Important Development Regarding Annual Leave Loading

Does your business or organisation make annual leave loading payments to employees? If so, the business or organisation may have a legal obligation to make superannuation contributions in respect of those payments if it has not already been making such contributions. This follows a recent important update from the ATO regarding its position with respect to whether superannuation contributions are payable on annual leave loading payments.

New Development

Under the applicable superannuation legislation, employers have a legal obligation to make superannuation contributions on behalf of their eligible employees calculated as a specified rate (currently 9.5%) of their “ordinary time earnings” (OTE). Put simply, OTE is defined as an employee’s total earnings in respect of ordinary hours of work. It includes, but is not limited to, an employee’s salary or wages, annual leave, sick/personal leave, commissions, and payments in lieu of notice, but excludes overtime payments.

===

(Short task 1)
List every payment type that the text on annual leave loading names as included in ordinary time earnings.
(Short task 2)
According to the text on annual leave loading, what is the current specified rate for superannuation contributions?

(Extracted material)
===

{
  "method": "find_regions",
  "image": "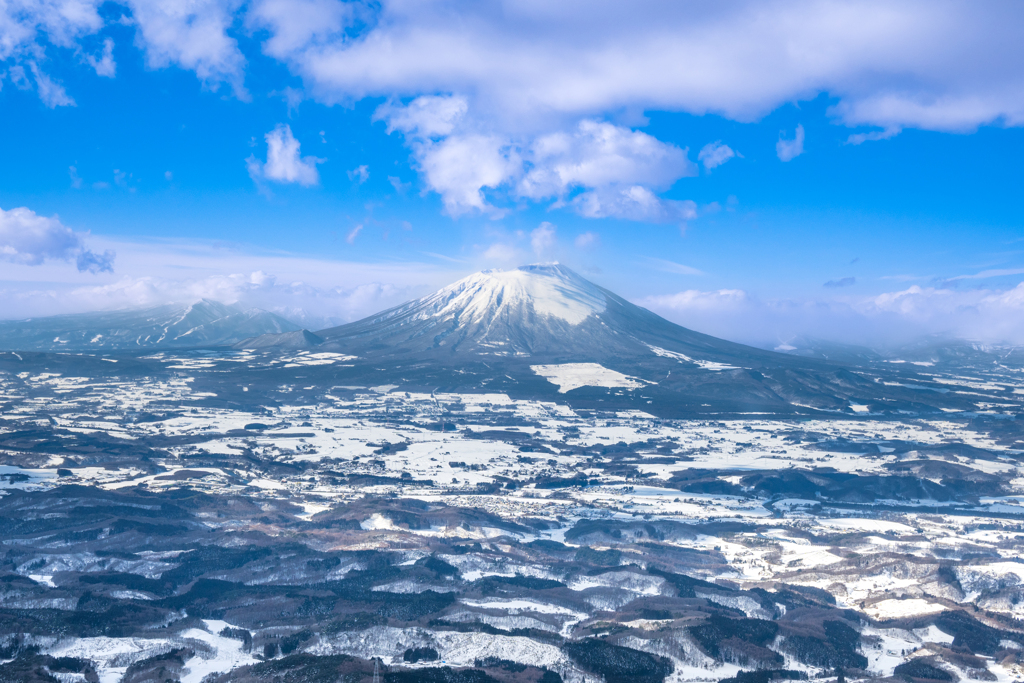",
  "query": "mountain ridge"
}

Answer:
[0,299,300,351]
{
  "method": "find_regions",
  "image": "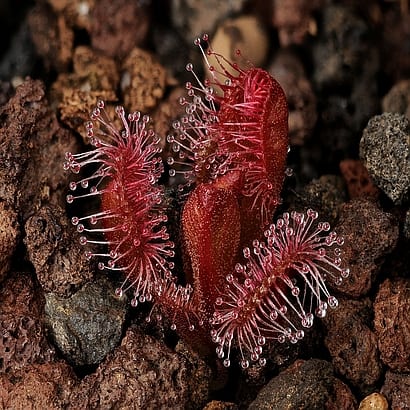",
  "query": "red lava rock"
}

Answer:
[249,359,356,410]
[381,370,410,410]
[0,201,20,282]
[268,50,317,145]
[90,0,150,59]
[0,272,55,374]
[24,206,93,297]
[69,328,209,409]
[339,159,380,199]
[335,199,399,297]
[0,79,78,221]
[374,278,410,372]
[51,46,119,136]
[272,0,323,47]
[323,299,382,394]
[0,362,77,410]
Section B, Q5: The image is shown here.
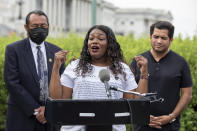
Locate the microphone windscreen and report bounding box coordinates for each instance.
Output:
[99,69,110,82]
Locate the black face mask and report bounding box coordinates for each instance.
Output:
[28,27,49,44]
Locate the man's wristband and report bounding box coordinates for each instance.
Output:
[140,74,149,80]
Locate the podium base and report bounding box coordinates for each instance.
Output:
[86,125,112,131]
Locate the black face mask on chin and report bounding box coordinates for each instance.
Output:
[28,27,49,44]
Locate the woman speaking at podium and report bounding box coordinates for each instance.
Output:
[50,25,148,131]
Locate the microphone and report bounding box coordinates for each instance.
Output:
[99,69,111,98]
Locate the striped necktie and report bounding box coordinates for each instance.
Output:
[36,46,49,102]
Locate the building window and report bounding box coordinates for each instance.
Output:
[130,21,134,25]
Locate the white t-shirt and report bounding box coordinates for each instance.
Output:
[60,60,137,131]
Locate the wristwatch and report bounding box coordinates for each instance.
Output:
[169,113,176,123]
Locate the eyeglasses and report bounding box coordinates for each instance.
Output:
[30,24,49,28]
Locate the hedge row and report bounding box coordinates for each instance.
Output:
[0,33,197,131]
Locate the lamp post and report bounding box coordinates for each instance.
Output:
[17,0,24,20]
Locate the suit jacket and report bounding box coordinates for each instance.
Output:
[4,38,65,131]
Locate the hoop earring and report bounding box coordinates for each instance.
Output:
[87,49,90,55]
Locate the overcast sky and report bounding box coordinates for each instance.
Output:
[105,0,197,37]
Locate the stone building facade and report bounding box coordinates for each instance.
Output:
[0,0,172,37]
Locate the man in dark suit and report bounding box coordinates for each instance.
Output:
[4,10,65,131]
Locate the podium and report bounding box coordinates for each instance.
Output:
[45,98,150,125]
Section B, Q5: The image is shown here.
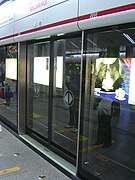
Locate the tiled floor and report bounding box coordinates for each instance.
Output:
[0,125,73,180]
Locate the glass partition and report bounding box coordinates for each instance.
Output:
[27,42,50,137]
[0,44,18,130]
[78,28,135,180]
[52,37,81,157]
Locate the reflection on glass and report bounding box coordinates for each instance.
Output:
[33,57,50,86]
[6,58,17,80]
[79,28,135,180]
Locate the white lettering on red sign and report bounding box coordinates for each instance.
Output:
[29,0,48,11]
[90,12,98,18]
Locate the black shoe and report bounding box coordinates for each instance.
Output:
[102,144,111,148]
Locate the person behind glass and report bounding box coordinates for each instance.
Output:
[0,61,5,87]
[65,64,80,132]
[94,97,120,148]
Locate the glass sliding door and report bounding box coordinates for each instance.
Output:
[52,37,81,156]
[0,44,18,130]
[27,42,50,138]
[78,27,135,180]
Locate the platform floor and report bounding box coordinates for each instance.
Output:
[0,125,75,180]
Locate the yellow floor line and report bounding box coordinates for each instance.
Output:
[79,135,88,141]
[80,144,103,152]
[97,154,109,161]
[57,128,75,132]
[0,166,21,175]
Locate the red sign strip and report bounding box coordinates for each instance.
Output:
[0,3,135,40]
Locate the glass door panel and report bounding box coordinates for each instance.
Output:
[78,28,135,179]
[27,42,50,137]
[0,44,18,130]
[52,37,81,155]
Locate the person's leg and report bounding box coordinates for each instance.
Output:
[96,115,104,144]
[103,116,112,147]
[65,107,74,128]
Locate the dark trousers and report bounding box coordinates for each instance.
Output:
[97,115,112,146]
[69,103,79,129]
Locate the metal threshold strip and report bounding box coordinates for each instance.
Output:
[19,134,76,176]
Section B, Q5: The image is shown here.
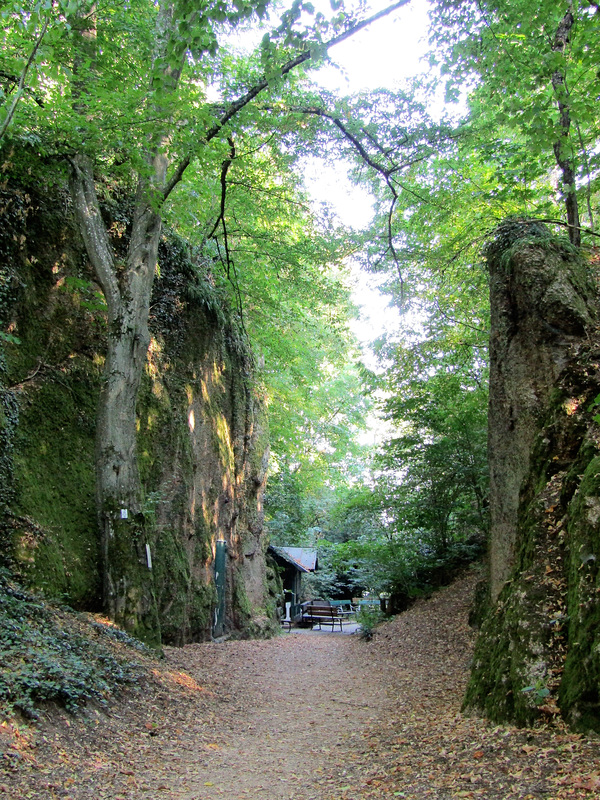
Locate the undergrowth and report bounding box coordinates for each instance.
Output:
[0,570,152,719]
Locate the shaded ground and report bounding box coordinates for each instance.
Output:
[0,575,600,800]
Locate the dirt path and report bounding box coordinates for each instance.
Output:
[0,576,600,800]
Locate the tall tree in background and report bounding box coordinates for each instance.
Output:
[0,0,408,629]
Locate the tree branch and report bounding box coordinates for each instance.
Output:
[0,20,49,140]
[162,0,411,200]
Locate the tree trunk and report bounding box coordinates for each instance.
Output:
[552,10,581,247]
[465,221,600,727]
[71,156,161,643]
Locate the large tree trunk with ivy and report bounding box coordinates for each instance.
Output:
[70,2,183,643]
[71,156,161,642]
[466,221,600,729]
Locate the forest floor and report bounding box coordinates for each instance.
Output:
[0,573,600,800]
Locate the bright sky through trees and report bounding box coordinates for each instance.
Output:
[305,0,429,354]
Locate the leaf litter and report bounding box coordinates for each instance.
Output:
[0,571,600,800]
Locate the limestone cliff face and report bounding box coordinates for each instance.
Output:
[488,221,595,599]
[0,180,271,644]
[466,223,600,730]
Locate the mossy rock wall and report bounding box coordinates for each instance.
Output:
[0,180,271,644]
[465,223,600,730]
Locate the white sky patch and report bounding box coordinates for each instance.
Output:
[314,0,429,92]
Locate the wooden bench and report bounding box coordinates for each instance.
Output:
[302,600,346,631]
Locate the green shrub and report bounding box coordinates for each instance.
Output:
[0,570,150,719]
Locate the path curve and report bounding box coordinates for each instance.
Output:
[0,573,600,800]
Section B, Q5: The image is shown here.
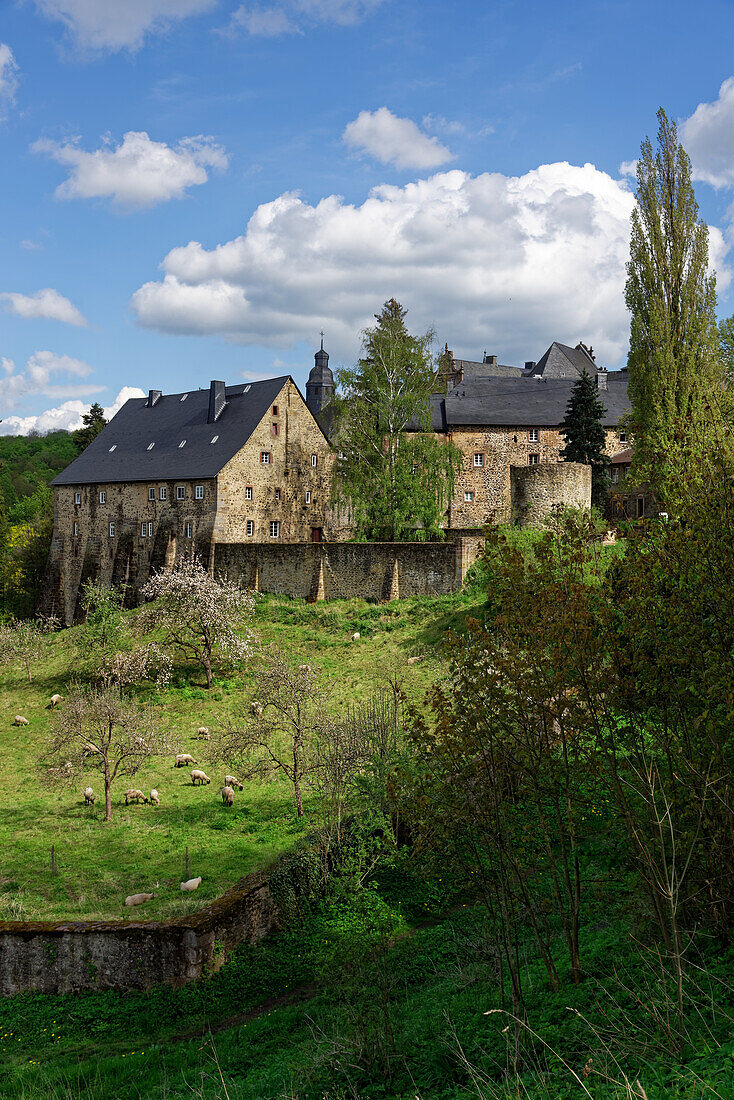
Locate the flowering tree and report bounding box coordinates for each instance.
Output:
[141,559,255,688]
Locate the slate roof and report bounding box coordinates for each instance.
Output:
[51,375,289,485]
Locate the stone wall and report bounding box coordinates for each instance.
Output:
[510,462,591,527]
[213,534,483,601]
[0,873,278,997]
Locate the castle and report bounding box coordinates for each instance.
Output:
[42,340,628,624]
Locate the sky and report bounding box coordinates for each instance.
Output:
[0,0,734,433]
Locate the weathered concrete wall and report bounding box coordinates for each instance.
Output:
[213,535,482,600]
[0,873,277,997]
[510,462,591,527]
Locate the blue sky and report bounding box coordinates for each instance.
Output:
[0,0,734,432]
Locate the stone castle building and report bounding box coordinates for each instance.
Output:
[42,339,628,624]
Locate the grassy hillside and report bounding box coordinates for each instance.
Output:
[0,596,469,920]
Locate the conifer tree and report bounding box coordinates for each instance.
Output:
[625,109,722,506]
[560,371,609,507]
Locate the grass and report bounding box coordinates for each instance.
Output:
[0,594,479,920]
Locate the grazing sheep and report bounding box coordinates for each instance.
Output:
[124,787,147,806]
[124,894,157,905]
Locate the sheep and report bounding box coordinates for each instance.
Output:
[124,787,147,806]
[124,894,157,905]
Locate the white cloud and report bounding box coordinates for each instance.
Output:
[342,107,451,169]
[36,0,217,53]
[132,163,699,365]
[0,287,87,328]
[228,0,384,39]
[0,42,18,122]
[31,130,228,209]
[680,77,734,187]
[0,386,145,436]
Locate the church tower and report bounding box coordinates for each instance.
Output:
[306,333,336,417]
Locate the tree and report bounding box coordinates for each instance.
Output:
[41,688,171,822]
[333,298,461,541]
[141,559,255,688]
[625,109,722,506]
[73,402,107,451]
[560,370,610,507]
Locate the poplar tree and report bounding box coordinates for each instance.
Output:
[625,108,722,506]
[332,298,461,541]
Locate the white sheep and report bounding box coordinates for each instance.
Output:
[124,787,147,806]
[124,894,157,905]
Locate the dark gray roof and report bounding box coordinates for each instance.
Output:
[51,375,289,485]
[413,371,629,431]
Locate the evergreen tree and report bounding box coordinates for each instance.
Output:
[625,109,723,507]
[73,402,107,451]
[330,298,461,541]
[560,371,610,507]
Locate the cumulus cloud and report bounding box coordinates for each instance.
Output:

===

(Worked solution 1)
- Salary or wages
- Annual leave
- Sick/personal leave
- Commissions
- Payments in lieu of notice

(Worked solution 2)
9.5% of ordinary time earnings (OTE).